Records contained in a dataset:

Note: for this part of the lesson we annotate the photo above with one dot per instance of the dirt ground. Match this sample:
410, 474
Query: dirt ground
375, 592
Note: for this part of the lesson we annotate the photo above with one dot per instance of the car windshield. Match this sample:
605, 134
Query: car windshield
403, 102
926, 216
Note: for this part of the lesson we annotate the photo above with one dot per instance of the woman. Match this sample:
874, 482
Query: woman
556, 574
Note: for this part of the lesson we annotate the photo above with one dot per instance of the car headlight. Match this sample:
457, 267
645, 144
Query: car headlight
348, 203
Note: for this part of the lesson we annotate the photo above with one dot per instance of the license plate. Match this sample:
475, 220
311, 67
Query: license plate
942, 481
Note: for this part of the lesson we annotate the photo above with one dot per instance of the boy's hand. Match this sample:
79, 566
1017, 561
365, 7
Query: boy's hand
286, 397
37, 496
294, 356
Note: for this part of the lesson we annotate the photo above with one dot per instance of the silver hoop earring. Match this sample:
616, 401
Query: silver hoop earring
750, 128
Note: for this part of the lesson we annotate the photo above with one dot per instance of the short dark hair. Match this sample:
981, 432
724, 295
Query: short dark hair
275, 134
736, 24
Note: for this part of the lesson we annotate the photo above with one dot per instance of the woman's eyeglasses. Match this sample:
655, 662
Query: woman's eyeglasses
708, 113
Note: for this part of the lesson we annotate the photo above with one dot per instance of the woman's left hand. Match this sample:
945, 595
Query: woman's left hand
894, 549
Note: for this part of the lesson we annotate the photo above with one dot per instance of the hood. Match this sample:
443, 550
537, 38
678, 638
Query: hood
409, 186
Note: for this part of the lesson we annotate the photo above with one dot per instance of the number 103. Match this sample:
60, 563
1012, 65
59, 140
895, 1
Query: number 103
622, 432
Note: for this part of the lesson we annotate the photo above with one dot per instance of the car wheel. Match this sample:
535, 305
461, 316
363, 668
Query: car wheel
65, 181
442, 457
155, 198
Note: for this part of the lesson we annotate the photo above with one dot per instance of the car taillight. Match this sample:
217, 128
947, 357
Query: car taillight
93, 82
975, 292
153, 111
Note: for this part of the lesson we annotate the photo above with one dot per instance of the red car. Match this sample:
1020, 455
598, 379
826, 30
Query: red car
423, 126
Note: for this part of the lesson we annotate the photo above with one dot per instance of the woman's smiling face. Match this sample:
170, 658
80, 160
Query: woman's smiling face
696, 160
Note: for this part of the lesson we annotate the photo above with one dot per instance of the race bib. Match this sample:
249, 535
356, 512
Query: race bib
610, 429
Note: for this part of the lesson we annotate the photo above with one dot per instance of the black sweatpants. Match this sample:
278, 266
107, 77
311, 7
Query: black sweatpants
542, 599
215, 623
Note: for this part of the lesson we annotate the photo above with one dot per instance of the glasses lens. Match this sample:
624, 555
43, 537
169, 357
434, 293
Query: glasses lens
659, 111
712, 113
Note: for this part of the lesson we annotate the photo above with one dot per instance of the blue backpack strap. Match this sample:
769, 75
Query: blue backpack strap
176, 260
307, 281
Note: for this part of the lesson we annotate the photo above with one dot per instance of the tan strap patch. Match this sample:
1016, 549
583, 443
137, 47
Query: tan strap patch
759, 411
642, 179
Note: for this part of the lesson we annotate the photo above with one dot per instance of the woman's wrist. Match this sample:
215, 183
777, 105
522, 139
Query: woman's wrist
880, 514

What is expected
The records are to be repeated in full, exactly as they stand.

Response to this task
Note: for this part of the lesson we annotate the photo above with one dot per instance of the dirt ground. Match this sample:
410, 474
Query: dirt ground
375, 592
Note: for this part of the lesson we annotate the photo above with one dot per instance of the car windshield. Match this sample:
605, 134
Query: car windshield
403, 102
926, 216
Note: for this part of the lesson we annotate the photo above with one dot per instance of the woman. Match this sample:
874, 482
Query: woman
556, 574
Note: for this part of the lesson we annotate the photo above with one dot per instance of the car headlight. Match this sample:
457, 267
645, 144
Query: car headlight
348, 203
Note: for this part of the lesson we annotate the photo above with one dot per instance of the license plate. Match this sample:
475, 220
311, 67
Query: license plate
942, 481
Note: for this part of the lesson we annotate the photo above with one dot per instance of the boy's hand. Match this sample:
79, 566
1017, 561
365, 7
Query: boy's hand
286, 397
37, 496
294, 356
Note: for this part of the lesson we annotate the photo above with one dot per instance of the silver hoop earring. Match this sample:
616, 401
Query: silver hoop earring
750, 128
Note: for this part of the lesson we annotate the photo above with one dot per instance of the short dark hair. Match this sample:
981, 432
724, 295
Query: short dark hair
275, 134
736, 24
Note: for this part of the lesson we annotate the photo above with one dot per instance of the woman's eyeglasses. Match this sample:
655, 662
Query: woman's eyeglasses
708, 113
Note: for this part of the lesson we annotate the photo above with one dot per instance of the woman's left hand. Match this sample:
945, 595
Query: woman's left hand
894, 549
Note: for this part of the lesson we annotate the photo above with one dot per instance of the hood. Match this sample:
443, 550
537, 38
678, 638
Query: hood
409, 186
Note: for this part of the lesson we annotate the photo above with one dot per instance of the number 103. Match this sample:
60, 563
1012, 65
59, 140
895, 1
Query: number 103
622, 432
Note: for this part of the lesson we annotate the photo above with one dot per instance of the car wheel. Match this sample:
535, 305
461, 316
363, 668
Query: car wheel
65, 181
442, 457
155, 198
Note: for this part of the lesson we annotate the photo above with one dot per instance of the car taillight. Match this sample:
217, 128
947, 357
Query: car taillight
93, 82
975, 292
153, 111
Note: for this part of the lesson we annotate the photo above with one dot per instance of the red car. Match this sample:
1020, 455
598, 379
826, 30
Query: red car
423, 126
Note: for this part of the lesson we annotate the photo above with one dot per instance of the woman's smiling face. Match this sample:
170, 658
80, 160
Query: woman's smiling face
696, 160
Note: for this part of the lesson we annotate the photo above with one dot per instance of the race bib. Match this sample:
249, 535
356, 512
Query: race bib
610, 429
Note: for this part of the lesson we annotate the photo above with one dot per instance of the black sweatpants. Match this sample:
278, 266
107, 77
311, 7
Query: black sweatpants
542, 599
215, 623
Note: for this part of the lesson we annotate the photo above with one dot per instance of the glasses lens. Match this sample:
624, 555
43, 537
169, 357
434, 293
Query: glasses lens
659, 111
712, 113
Note: for this part of the lesson we annotate the photo above with one dot per instance of the blue backpack strap. Match this sample:
769, 75
Query: blue backpack strap
176, 260
307, 281
Note: for this part of the lesson we annotate the photo above with one dot per instance of the tan strap patch. Match this sample:
1016, 549
583, 443
137, 47
Query: tan strap patch
759, 411
642, 179
Note: for this part of the lesson we annotate the photo above with one dot per instance of the woman's wrist. Match this sample:
215, 183
777, 105
522, 139
Query: woman's wrist
880, 514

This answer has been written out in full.